[Your objective] Copy every line of the listing below word for word, leaving out the pictures.

Items listed in a dataset:

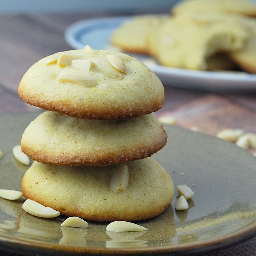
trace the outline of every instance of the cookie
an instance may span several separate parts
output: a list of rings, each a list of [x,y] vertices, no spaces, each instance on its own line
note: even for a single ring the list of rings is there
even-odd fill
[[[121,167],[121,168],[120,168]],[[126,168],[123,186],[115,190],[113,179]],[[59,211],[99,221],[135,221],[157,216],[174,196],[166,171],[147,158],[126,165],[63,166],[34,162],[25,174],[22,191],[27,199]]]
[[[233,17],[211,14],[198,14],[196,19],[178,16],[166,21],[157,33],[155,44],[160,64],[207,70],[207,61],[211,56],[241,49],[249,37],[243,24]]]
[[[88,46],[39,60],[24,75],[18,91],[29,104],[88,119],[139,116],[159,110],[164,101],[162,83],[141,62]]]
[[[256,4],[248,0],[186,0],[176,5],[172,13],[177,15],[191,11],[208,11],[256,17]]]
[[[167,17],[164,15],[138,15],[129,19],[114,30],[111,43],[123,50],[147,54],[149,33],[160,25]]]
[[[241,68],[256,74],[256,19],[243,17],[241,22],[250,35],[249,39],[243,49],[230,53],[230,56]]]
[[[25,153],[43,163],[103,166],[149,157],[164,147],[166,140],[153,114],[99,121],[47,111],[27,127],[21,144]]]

[Exercise response]
trace the outline of every instance of the cookie
an instance may span several separate parts
output: a list of rings, each a list of [x,y] vertices, no spaces, each instance on its own line
note: even for a single ring the list of rings is there
even-odd fill
[[[121,167],[121,168],[120,168]],[[126,168],[123,186],[115,190],[113,179]],[[59,211],[99,221],[135,221],[157,216],[174,196],[166,171],[147,158],[126,165],[63,166],[34,162],[25,174],[22,191],[27,199]]]
[[[233,17],[211,14],[198,14],[196,19],[178,16],[166,21],[157,33],[155,44],[160,64],[207,70],[207,61],[211,56],[241,49],[249,37],[243,24]]]
[[[88,46],[39,60],[24,75],[18,91],[29,104],[88,119],[139,116],[159,110],[164,101],[162,83],[141,62]]]
[[[256,4],[248,0],[186,0],[176,5],[172,13],[177,15],[191,11],[208,11],[256,17]]]
[[[167,17],[164,15],[138,15],[129,19],[114,30],[111,43],[123,50],[147,54],[149,33],[160,25]]]
[[[241,68],[256,74],[256,19],[243,17],[241,22],[250,35],[249,39],[243,49],[230,53],[230,56]]]
[[[25,153],[43,163],[103,166],[149,157],[164,147],[166,140],[153,114],[99,121],[47,111],[27,127],[21,144]]]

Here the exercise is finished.